**本文の抜粋**
# Chapter 9: RNN, CNN

## 80. ID番号への変換

問題51で構築した学習データ中の単語にユニークなID番号を付与したい．学習データ中で最も頻出する単語に1，2番目に頻出する単語に2，……といった方法で，学習データ中で2回以上出現する単語にID番号を付与せよ．そして，与えられた単語列に対して，ID番号の列を返す関数を実装せよ．ただし，出現頻度が2回未満の単語のID番号はすべて0とせよ．

In [165]:
# https://qiita.com/nymwa/items/4542b45837a10766890b

In [161]:
import random
import re
import string
import torch
import pandas as pd
import numpy as np

In [11]:
categories = ['b', 't', 'e', 'm']

In [15]:
train_df = pd.read_table('../data/news_aggregator/train.txt')
valid_df = pd.read_table('../data/news_aggregator/valid.txt')
test_df = pd.read_table('../data/news_aggregator/test.txt')

In [12]:
import re
import string

def tokenize(x):
    table = str.maketrans(string.punctuation, ' ' * len(string.punctuation))
    x = x.translate(table).split()
    x = [w.lower() for w in x]
    return x

In [16]:
train_df['tokens'] = train_df['title'].map(tokenize)
valid_df['tokens'] = valid_df['title'].map(tokenize)
test_df['tokens'] = test_df['title'].map(tokenize)

In [41]:
def labelize(x):
    return torch.tensor(categories.index(x), dtype=torch.long)

In [42]:
train_df['label'] = train_df['category'].map(labelize)
valid_df['label'] = valid_df['category'].map(labelize)
test_df['label'] = test_df['category'].map(labelize)

In [25]:
from collections import Counter

In [26]:
counter = Counter([x for title in train_df['tokens'] for x in title])

In [29]:
vocab_in_train = [token for token, freq in counter.most_common() if freq > 1]

In [32]:
vocab_list = ['[UNK]'] + vocab_in_train
vocab_dict = {x:n for n, x in enumerate(vocab_list)}

In [44]:
def sent2ids(sent):
    return torch.tensor([vocab_dict[x if x in vocab_dict else '[UNK]'] for x in sent], dtype=torch.long)

In [55]:
train_df['tokens'][0]

['astrazeneca',
 'weighs',
 'on',
 'europe',
 'shares',
 'as',
 'it',
 'rejects',
 'pfizer',
 'bid']

In [56]:
sent2ids(train_df['tokens'][0])

tensor([ 368, 1377,    7,  219,   37,    8,   30, 1711,  260,  183])

**データ欄**

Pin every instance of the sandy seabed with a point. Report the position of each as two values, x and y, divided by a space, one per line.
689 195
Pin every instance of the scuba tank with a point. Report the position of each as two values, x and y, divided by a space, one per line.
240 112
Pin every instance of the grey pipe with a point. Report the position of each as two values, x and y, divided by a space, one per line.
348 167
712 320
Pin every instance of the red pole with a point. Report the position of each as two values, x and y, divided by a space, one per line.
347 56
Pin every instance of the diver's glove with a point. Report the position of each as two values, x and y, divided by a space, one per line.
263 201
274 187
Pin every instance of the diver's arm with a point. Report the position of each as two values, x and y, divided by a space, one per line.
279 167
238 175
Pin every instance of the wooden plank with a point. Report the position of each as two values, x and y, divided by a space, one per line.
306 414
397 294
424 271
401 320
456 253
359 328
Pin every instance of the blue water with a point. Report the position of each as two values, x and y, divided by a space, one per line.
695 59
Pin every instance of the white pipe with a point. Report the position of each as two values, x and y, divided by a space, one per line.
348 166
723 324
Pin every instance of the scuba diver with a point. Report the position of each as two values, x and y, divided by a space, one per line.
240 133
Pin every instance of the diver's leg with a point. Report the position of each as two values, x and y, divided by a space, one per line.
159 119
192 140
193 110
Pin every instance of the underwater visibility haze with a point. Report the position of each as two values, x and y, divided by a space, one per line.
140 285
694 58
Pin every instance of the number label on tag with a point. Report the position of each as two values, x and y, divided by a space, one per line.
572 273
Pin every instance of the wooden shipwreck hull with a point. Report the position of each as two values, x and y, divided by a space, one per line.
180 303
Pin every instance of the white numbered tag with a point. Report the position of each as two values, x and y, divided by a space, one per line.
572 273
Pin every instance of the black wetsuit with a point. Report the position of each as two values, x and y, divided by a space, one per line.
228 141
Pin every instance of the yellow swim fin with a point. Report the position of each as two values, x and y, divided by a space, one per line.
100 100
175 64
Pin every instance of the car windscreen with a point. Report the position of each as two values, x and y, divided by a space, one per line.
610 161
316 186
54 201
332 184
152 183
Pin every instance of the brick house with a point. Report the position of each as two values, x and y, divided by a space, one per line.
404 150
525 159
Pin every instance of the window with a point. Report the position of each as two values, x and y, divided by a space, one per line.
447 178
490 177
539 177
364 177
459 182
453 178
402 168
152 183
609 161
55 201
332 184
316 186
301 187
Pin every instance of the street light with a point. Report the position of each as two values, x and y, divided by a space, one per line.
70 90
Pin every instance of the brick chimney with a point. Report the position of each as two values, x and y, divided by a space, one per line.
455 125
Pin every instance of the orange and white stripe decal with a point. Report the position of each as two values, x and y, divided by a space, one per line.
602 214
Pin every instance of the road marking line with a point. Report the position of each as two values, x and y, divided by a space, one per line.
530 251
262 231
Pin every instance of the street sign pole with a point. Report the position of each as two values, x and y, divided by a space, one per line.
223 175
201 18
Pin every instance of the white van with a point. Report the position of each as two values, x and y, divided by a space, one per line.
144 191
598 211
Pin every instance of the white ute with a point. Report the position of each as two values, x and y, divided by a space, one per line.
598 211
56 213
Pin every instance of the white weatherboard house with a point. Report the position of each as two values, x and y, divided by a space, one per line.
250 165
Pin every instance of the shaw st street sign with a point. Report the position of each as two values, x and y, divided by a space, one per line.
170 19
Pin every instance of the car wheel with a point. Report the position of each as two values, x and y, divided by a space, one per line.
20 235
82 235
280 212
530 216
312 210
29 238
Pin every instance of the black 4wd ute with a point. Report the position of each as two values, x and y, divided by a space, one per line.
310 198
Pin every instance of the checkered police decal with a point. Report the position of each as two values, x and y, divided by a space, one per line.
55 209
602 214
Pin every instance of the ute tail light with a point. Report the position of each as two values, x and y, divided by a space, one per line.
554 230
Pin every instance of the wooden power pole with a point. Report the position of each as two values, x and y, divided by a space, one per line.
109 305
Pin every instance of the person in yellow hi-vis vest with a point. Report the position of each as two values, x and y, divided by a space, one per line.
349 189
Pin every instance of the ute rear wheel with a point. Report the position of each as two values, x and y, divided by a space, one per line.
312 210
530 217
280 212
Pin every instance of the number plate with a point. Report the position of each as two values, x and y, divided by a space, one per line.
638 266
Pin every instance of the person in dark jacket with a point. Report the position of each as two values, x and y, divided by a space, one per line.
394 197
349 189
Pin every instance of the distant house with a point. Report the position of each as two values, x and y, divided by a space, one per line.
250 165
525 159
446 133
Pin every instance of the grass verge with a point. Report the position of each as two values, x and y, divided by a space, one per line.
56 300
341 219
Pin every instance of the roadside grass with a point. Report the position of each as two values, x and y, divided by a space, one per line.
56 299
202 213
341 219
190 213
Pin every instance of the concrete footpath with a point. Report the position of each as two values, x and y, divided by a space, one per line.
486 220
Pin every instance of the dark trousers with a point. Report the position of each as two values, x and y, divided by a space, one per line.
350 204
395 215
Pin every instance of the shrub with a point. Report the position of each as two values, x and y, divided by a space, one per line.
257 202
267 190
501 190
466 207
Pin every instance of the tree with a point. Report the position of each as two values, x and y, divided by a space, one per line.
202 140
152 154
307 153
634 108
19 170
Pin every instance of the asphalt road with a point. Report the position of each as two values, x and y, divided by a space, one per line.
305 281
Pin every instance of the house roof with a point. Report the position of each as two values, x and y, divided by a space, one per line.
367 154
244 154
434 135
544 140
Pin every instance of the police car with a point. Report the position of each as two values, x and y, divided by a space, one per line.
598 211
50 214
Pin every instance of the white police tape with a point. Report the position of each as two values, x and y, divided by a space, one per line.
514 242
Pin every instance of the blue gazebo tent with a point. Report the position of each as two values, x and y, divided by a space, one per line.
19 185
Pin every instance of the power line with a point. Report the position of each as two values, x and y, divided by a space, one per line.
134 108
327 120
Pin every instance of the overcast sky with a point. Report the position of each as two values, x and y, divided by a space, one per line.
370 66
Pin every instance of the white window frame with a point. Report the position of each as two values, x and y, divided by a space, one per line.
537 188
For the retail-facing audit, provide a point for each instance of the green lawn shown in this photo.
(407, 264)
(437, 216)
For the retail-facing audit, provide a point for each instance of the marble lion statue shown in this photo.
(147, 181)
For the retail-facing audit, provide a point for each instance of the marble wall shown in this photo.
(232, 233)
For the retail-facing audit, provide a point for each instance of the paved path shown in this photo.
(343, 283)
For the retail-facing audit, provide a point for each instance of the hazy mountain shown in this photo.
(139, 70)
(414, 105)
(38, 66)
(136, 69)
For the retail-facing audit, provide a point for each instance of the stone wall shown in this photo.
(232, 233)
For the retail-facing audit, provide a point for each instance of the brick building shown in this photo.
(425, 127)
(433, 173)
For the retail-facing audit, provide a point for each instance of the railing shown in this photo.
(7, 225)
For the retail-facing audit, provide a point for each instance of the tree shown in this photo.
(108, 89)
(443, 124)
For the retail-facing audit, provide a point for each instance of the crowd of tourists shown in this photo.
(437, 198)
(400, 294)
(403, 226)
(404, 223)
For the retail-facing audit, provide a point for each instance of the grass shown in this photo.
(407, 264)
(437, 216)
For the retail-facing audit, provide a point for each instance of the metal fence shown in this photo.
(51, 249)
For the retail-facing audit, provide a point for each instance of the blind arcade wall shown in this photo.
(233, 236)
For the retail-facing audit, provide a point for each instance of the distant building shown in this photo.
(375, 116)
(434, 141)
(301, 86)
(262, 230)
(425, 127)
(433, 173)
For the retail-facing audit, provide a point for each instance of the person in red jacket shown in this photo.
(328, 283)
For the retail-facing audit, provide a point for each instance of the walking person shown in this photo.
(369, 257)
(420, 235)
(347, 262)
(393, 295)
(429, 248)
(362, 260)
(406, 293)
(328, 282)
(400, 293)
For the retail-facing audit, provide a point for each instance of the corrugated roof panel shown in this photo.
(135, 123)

**練習問題**
a. 単語ID変換のページから、「valid_df['tokens'] = valid_df['title'].map(tokenize)」を含むところで始め、「test_df['label'] = test_df['category'].map(labelize)」のあとで止めて、その範囲を一字も変えずに返してください。
b. 単語ID変換のページを、示されている最後の部分のすぐあとから書き継いでください。

**問題の解答**
a.
valid_df['tokens'] = valid_df['title'].map(tokenize)
test_df['tokens'] = test_df['title'].map(tokenize)

In [41]:
def labelize(x):
    return torch.tensor(categories.index(x), dtype=torch.long)

In [42]:
train_df['label'] = train_df['category'].map(labelize)
valid_df['label'] = valid_df['category'].map(labelize)
test_df['label'] = test_df['category'].map(labelize)

b.
In [48]:
def df2ids(x):
    return [sent2ids(sent) for sent in x]

In [54]:
train_df['tokens'][:5]

0    [astrazeneca, weighs, on, europe, shares, as, ...
1    [un, officials, want, better, flight, tracking...
2    [kim, kardashian, kim, kardashian, visits, wed...
3    [update, 1, ackman, asks, for, allergan, s, st...
4    [european, car, sales, jump, 7, 6, as, price, ...
Name: tokens, dtype: object

In [53]:
df2ids(train_df['tokens'])[:5]

[tensor([ 368, 1377,    7,  219,   37,    8,   30, 1711,  260,  183]),
 tensor([ 583,  717,  662,  607,  718, 2252,   18,  283,    5,  718, 1860]),
 tensor([  33,   27,   33,   27, 1712,  105, 4507]),
 tensor([   9,   13,  910, 1577,    6,  508,    2,    0,  563]),
 tensor([ 214,  426,   51,  403,  122,  132,    8,  457,  208,  335, 5702, 2253,
           25])]

## 86. 畳み込みニューラルネットワーク (CNN)

ID番号で表現された単語列$\boldsymbol{x} = (x_1, x_2, \dots, x_T)$がある．ただし，$T$は単語列の長さ，$x_t \in \mathbb{R}^{V}$は単語のID番号のone-hot表記である（$V$は単語の総数である）．畳み込みニューラルネットワーク（CNN: Convolutional Neural Network）を用い，単語列$\boldsymbol{x}$からカテゴリ$y$を予測するモデルを実装せよ．

ただし，畳み込みニューラルネットワークの構成は以下の通りとする．

+ 単語埋め込みの次元数: $d_w$
+ 畳み込みのフィルターのサイズ: 3 トークン
+ 畳み込みのストライド: 1 トークン
+ 畳み込みのパディング: あり
+ 畳み込み演算後の各時刻のベクトルの次元数: $d_h$
+ 畳み込み演算後に最大値プーリング（max pooling）を適用し，入力文を$d_h$次元の隠れベクトルで表現

すなわち，時刻$t$の特徴ベクトル$p_t \in \mathbb{R}^{d_h}$は次式で表される．

$$
p_t = g(W^{(px)} [\mathrm{emb}(x_{t-1}); \mathrm{emb}(x_t); \mathrm{emb}(x_{t+1})] + b^{(p)})
$$

ただし，$W^{(px)} \in \mathbb{R}^{d_h \times 3d_w}, b^{(p)} \in \mathbb{R}^{d_h}$はCNNのパラメータ，$g$は活性化関数（例えば$\tanh$やReLUなど），$[a; b; c]$はベクトル$a, b, c$の連結である．なお，行列$W^{(px)}$の列数が$3d_w$になるのは，3個のトークンの単語埋め込みを連結したものに対して，線形変換を行うためである．

最大値プーリングでは，特徴ベクトルの次元毎に全時刻における最大値を取り，入力文書の特徴ベクトル$c \in \mathbb{R}^{d_h}$を求める．$c[i]$でベクトル$c$の$i$番目の次元の値を表すことにすると，最大値プーリングは次式で表される．

$$
c[i] = \max_{1 \leq t \leq T} p_t[i]
$$

最後に，入力文書の特徴ベクトル$c$に行列$W^{(yc)} \in \mathbb{R}^{L \times d_h}$とバイアス項$b^{(y)} \in \mathbb{R}^{L}$による線形変換とソフトマックス関数を適用し，カテゴリ$y$を予測する．

$$
y = {\rm softmax}(W^{(yc)} c + b^{(y)})
$$

なお，この問題ではモデルの学習を行わず，ランダムに初期化された重み行列で$y$を計算するだけでよい．

### CNNとは

参考：[Understanding Convolutional Neural Networks for NLP](http://www.wildml.com/2015/11/understanding-convolutional-neural-networks-for-nlp/)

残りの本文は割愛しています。